**Activity**
Give all of the records again precisely, excluding whatever pictures they contain.

**Task inputs**
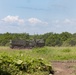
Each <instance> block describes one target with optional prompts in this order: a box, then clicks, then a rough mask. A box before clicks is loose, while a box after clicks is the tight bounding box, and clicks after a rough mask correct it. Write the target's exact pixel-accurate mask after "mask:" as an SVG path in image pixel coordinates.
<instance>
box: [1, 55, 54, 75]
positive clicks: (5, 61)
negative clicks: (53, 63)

**Answer to this exercise**
Each <instance> block describes one target with optional prompts in this order: a box, then clicks, then a rough mask. A box before clicks is loose, while a box after clicks is the tight bounding box, and clicks after a rough mask correct it. Write the target's exact pixel-accurate mask after "mask:" as an SVG path in image pixel coordinates.
<instance>
box: [1, 55, 54, 75]
positive clicks: (5, 61)
negative clicks: (53, 63)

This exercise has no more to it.